>> start
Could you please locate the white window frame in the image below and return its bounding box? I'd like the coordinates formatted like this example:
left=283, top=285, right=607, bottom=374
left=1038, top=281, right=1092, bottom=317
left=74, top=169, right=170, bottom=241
>> end
>> start
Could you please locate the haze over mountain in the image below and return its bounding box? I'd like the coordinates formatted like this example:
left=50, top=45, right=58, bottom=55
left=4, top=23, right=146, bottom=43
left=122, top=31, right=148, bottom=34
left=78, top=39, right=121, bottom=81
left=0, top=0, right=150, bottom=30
>> end
◆ **Aim**
Reproduce the records above character for character, starting at the line with "Could you please locate the haze" and ending at the line with "left=0, top=0, right=150, bottom=30", both lines included.

◆ **Exercise output**
Could you please locate the haze over mountain in the image below and return its bounding box? I'd like the coordinates formatted like this example:
left=50, top=45, right=58, bottom=55
left=4, top=23, right=146, bottom=43
left=122, top=31, right=148, bottom=34
left=78, top=39, right=121, bottom=81
left=0, top=0, right=150, bottom=30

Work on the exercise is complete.